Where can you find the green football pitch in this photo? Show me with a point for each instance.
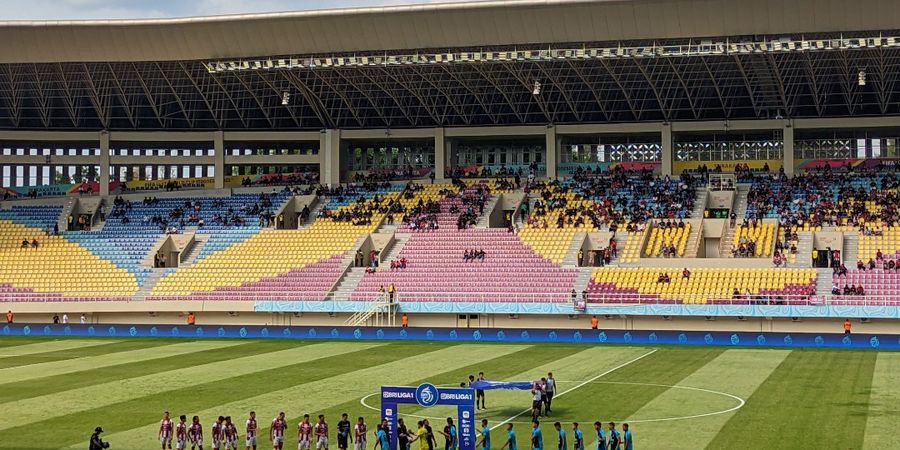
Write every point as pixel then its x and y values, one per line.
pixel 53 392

===

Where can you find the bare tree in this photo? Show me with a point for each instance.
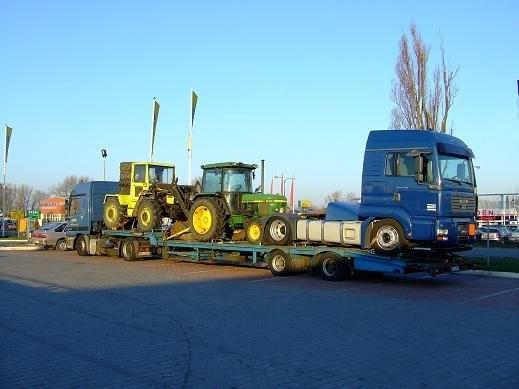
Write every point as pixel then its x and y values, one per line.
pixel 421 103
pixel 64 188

===

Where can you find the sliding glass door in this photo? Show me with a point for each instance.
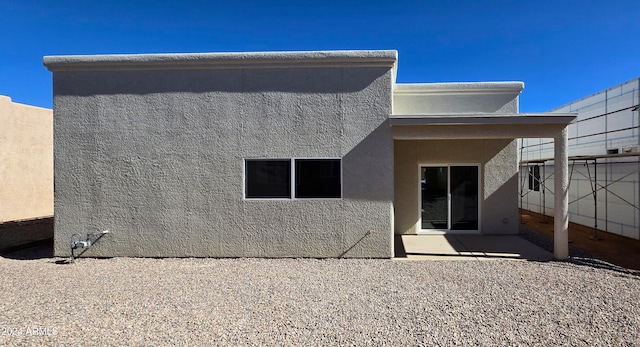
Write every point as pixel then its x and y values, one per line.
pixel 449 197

===

- [OBJECTIVE]
Copy the data from the line containing "Where can you find the bare" through the line containing "pixel 64 188", including both of those lines. Leave out the picture.

- [RESULT FOR THIS TASK]
Where can you find the bare tree in this photo? Show me with a point for each instance.
Write every point as pixel then its x and y values, one per line.
pixel 421 103
pixel 64 188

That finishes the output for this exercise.